● **Do this**
Copy the following material line for line, leaving the pictures out.

───── Records for processing ─────

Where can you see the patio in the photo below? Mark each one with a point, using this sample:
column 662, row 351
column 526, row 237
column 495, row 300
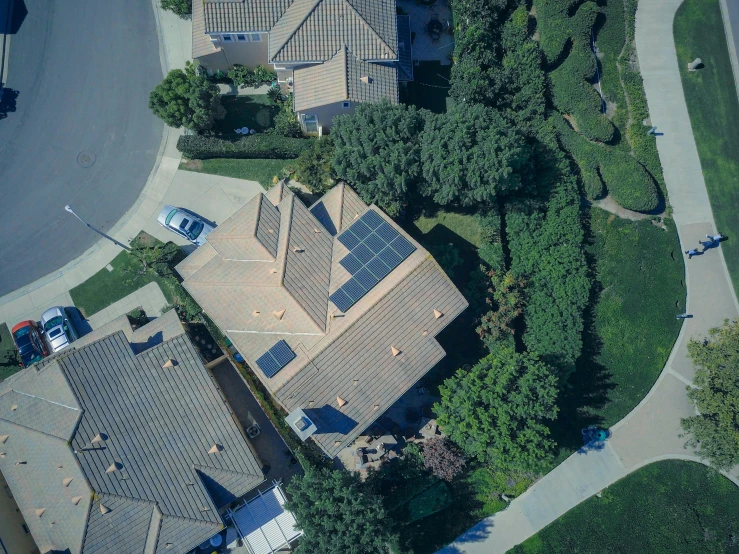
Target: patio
column 439, row 15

─────

● **Task output**
Where can you see the patio in the photo below? Mark each one with a point, using this sample:
column 662, row 351
column 526, row 237
column 495, row 300
Target: patio
column 439, row 15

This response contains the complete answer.